Data yang Diberikan.
>>>
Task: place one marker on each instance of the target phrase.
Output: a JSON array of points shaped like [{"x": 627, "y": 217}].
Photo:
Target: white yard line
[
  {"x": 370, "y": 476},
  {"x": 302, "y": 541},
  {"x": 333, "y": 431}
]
<<<
>>>
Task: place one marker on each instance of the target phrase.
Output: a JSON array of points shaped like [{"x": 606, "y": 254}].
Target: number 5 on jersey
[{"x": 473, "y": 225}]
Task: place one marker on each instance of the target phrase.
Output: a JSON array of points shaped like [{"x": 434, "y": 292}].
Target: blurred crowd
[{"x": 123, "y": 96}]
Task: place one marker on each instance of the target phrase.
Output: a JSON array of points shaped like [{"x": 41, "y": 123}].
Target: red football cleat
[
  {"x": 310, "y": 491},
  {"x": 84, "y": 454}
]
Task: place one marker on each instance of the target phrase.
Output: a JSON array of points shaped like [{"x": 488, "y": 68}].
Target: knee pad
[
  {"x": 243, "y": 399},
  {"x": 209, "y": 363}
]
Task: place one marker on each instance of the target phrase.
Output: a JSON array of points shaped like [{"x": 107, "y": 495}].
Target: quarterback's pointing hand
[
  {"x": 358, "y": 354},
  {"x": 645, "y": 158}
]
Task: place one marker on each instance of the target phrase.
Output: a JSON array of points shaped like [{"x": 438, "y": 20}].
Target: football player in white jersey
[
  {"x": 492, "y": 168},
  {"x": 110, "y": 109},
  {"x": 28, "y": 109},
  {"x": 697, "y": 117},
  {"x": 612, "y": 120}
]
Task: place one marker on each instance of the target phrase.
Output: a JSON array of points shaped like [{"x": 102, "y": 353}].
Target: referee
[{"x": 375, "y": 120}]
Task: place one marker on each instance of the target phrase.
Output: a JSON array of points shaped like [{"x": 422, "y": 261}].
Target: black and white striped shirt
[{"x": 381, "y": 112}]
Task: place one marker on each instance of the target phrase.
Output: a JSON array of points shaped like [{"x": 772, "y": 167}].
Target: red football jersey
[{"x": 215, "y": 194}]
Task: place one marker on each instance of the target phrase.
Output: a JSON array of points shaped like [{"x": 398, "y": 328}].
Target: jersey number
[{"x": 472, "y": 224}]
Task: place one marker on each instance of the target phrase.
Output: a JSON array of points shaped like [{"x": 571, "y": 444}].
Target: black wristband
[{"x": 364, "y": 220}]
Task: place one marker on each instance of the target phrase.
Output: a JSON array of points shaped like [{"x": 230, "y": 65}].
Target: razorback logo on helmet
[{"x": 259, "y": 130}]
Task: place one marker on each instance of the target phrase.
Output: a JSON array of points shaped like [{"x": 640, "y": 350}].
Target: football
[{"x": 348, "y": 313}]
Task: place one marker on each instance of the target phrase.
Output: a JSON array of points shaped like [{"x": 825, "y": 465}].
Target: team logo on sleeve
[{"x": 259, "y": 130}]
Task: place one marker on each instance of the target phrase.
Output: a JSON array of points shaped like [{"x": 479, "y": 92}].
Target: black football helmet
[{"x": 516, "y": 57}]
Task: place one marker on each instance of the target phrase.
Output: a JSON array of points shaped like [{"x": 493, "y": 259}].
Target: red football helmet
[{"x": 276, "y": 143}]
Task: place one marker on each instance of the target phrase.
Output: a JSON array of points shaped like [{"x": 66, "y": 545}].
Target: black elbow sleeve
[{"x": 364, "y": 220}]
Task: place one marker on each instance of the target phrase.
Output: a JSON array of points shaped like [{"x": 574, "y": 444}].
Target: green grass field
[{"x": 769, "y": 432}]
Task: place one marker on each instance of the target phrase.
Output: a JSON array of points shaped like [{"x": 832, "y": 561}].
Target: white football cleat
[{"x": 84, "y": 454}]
<<<
Baris mana saja dalam data di atas yang memuat kata "logo"? Kembalikan semua baris tersebut, dan ingat bahwa huruf besar dan kecil dibedakan.

Target: razorback logo on helmet
Target: team logo on sleeve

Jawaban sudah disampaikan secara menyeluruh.